▶ [Saved data entries]
┄┄┄┄┄┄

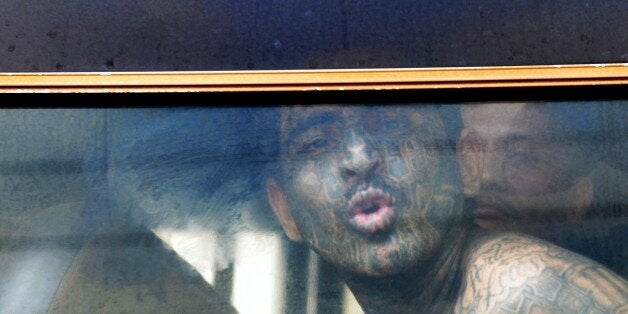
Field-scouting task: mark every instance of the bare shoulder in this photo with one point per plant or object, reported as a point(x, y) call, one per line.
point(511, 273)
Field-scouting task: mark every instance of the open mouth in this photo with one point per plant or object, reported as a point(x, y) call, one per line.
point(371, 210)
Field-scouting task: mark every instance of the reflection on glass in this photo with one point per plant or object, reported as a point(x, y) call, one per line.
point(491, 207)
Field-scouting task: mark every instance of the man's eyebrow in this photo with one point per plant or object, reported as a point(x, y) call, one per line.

┄┄┄┄┄┄

▶ [What this task involves] Reproduce every line of the records above word for word, leaving out the pictures.

▶ [Right answer]
Field-scouting task: mark every instance of the bare shoulder in this photo with one point per plant or object, reported as a point(x, y) call, one per line.
point(511, 273)
Field-scouting task: mark every instance of the open mouth in this photo with one point per plant or object, reported as a point(x, y) call, one per line.
point(371, 210)
Field-scouting task: mark every instance of the reflection on glass in this photo with one point per plant or object, reported as a point(x, y) call, one per line.
point(491, 207)
Field-scouting task: mark every instance of the man's eyebrow in this photo with one point per plant or object, reported as a point(x, y) call, one per line.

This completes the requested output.